Requirements ::
Edit the part of the data that opens with the line containing "Field-scouting task: mark every instance of the white ceiling" and runs through the end of the data, changing "white ceiling" to "textured ceiling" and leaving everything else as it is. Return only those lines.

-- Start of Information supplied --

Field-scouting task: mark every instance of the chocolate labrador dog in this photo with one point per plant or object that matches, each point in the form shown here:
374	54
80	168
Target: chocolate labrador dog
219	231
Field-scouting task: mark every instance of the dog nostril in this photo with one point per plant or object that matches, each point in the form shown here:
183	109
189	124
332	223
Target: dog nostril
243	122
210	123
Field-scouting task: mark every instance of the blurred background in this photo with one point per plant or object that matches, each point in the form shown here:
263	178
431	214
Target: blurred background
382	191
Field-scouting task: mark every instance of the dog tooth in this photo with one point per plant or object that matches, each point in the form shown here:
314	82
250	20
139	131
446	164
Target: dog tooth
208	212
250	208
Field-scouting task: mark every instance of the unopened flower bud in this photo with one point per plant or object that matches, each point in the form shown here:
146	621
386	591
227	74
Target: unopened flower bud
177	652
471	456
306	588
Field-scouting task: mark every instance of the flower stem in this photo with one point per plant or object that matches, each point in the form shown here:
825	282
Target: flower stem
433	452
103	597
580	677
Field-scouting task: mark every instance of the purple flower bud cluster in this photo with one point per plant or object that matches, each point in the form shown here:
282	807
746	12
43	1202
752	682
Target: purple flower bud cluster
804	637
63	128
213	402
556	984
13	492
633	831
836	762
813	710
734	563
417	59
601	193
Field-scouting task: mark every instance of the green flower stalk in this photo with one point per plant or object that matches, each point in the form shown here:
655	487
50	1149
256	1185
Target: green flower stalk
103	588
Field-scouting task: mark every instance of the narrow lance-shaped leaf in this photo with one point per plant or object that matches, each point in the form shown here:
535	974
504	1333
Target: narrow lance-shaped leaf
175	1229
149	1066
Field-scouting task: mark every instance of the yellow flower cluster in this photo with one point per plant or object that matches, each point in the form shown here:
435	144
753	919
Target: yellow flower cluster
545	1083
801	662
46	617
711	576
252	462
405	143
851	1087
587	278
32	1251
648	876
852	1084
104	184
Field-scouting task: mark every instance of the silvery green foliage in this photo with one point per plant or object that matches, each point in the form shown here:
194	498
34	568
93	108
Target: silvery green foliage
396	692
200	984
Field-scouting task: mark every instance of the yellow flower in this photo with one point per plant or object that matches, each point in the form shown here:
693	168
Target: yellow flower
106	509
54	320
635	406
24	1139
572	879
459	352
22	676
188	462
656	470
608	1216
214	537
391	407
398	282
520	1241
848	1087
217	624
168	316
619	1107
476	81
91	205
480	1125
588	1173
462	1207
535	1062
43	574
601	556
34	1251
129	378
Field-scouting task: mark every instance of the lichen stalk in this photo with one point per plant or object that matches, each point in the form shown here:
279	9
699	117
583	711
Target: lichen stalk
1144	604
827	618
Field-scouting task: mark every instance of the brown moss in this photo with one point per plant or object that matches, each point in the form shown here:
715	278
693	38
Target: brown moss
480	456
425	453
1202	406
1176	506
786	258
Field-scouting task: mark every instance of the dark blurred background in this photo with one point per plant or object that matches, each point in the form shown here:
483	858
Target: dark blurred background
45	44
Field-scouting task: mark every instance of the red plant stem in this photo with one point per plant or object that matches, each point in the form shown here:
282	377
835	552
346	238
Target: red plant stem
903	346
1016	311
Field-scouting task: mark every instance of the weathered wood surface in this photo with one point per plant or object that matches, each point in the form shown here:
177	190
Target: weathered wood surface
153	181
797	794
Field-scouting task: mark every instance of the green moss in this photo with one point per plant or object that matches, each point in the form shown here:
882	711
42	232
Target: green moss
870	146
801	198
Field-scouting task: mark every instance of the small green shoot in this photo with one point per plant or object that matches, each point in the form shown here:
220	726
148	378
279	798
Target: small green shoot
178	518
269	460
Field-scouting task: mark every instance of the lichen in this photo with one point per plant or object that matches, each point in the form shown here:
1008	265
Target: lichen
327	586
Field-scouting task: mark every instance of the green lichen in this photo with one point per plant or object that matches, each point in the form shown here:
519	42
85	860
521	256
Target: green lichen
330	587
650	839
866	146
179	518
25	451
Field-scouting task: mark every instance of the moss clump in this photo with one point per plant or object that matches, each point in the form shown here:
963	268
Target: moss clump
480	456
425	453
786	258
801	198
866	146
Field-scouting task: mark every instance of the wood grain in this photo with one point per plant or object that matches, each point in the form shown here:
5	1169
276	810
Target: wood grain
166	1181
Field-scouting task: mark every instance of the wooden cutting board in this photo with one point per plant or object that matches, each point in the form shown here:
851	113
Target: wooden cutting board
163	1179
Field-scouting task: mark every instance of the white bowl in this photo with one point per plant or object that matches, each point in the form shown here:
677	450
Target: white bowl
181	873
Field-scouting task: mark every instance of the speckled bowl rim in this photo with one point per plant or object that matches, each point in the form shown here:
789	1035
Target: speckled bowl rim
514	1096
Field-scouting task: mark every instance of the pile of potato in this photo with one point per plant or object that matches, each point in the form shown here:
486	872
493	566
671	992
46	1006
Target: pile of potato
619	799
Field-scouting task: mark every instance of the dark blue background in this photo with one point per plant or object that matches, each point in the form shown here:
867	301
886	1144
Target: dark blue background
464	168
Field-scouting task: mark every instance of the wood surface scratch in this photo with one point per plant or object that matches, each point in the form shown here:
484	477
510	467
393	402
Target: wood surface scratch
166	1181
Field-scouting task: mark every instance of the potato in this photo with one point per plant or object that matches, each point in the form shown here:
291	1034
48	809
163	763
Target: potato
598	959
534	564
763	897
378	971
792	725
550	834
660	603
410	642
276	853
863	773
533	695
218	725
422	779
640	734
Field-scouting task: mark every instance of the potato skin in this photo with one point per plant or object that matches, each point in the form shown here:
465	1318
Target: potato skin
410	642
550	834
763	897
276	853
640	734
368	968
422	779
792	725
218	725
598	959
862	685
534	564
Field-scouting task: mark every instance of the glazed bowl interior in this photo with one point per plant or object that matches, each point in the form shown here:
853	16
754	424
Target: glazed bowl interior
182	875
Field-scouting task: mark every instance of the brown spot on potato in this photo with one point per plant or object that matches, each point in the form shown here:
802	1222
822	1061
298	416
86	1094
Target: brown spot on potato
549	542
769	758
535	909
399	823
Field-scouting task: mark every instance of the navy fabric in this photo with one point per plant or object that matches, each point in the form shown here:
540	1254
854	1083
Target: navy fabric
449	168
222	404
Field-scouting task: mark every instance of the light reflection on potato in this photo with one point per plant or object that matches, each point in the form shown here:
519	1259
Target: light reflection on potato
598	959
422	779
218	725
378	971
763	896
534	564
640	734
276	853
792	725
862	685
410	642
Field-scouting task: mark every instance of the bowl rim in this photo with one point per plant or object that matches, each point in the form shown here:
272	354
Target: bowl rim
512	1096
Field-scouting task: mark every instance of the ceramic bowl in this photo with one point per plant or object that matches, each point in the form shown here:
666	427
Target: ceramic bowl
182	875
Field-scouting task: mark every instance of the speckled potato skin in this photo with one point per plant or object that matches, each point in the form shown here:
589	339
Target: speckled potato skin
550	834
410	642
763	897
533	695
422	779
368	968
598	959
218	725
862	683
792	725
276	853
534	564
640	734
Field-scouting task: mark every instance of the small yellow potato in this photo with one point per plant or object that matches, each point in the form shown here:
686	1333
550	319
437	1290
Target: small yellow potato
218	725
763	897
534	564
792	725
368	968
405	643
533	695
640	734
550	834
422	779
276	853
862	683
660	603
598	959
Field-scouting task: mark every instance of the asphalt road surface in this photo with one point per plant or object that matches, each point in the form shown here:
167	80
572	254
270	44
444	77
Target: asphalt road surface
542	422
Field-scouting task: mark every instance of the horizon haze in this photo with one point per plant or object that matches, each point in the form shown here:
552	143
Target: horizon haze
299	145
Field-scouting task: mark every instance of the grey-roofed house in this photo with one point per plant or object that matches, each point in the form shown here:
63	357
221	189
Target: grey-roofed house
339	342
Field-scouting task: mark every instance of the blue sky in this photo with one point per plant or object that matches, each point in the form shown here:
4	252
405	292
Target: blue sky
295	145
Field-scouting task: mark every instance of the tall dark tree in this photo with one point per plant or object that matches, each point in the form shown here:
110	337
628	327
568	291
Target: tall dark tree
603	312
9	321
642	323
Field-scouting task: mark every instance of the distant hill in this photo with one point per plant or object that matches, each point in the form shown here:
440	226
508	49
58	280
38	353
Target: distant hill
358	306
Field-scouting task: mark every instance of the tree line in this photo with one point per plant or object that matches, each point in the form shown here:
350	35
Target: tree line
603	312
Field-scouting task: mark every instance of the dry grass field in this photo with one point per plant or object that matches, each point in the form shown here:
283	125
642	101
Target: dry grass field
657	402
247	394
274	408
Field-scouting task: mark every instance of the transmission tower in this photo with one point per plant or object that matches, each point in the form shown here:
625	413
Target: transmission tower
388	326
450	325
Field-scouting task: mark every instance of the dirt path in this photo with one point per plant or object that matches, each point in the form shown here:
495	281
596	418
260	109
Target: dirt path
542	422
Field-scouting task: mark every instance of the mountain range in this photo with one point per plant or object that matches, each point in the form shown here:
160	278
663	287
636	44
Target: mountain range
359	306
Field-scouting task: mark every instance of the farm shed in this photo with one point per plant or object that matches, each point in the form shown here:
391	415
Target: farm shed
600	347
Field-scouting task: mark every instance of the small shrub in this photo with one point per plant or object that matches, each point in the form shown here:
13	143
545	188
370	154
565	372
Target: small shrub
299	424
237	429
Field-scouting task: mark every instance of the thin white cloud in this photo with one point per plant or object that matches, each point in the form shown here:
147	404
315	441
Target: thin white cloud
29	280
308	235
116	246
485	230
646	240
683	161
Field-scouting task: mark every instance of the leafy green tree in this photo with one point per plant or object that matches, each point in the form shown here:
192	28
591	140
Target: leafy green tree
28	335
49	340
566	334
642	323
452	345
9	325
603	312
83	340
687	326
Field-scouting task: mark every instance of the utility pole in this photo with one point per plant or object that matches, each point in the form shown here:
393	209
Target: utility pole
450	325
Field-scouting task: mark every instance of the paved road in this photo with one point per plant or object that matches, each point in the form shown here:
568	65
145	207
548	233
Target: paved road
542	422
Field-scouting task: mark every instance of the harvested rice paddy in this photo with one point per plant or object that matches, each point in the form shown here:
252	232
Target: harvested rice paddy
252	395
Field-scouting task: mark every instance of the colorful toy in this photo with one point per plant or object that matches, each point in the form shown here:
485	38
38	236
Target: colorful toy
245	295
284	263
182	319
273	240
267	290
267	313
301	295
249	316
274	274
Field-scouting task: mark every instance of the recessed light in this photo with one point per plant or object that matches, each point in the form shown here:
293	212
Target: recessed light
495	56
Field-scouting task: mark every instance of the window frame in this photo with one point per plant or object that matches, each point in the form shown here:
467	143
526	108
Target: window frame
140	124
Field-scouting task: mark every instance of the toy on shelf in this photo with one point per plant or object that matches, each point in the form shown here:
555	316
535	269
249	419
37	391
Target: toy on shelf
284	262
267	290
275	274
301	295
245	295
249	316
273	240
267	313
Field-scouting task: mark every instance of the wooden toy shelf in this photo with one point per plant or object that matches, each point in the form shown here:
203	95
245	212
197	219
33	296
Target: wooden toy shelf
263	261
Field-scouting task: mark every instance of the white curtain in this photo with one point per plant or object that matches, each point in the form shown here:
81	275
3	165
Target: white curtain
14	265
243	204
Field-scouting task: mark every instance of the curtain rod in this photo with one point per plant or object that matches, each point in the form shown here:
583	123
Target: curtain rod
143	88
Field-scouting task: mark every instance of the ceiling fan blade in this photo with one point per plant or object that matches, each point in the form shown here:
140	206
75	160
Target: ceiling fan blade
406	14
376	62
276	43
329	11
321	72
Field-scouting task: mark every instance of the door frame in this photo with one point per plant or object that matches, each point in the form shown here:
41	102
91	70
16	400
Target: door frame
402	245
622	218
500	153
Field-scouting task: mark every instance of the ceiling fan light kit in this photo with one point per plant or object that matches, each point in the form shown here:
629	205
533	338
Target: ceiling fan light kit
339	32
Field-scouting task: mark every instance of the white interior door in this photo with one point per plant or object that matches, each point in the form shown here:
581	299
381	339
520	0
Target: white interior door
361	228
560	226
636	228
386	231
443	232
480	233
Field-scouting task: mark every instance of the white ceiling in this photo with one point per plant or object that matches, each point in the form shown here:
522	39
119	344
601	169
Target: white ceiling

-- End of Information supplied --

Written response ::
Field-scouting task: mark every instance of the textured ceiling in this photo with one point per plant or object that matches, each point in the form shown here:
522	39
119	344
601	169
Target: textured ceiling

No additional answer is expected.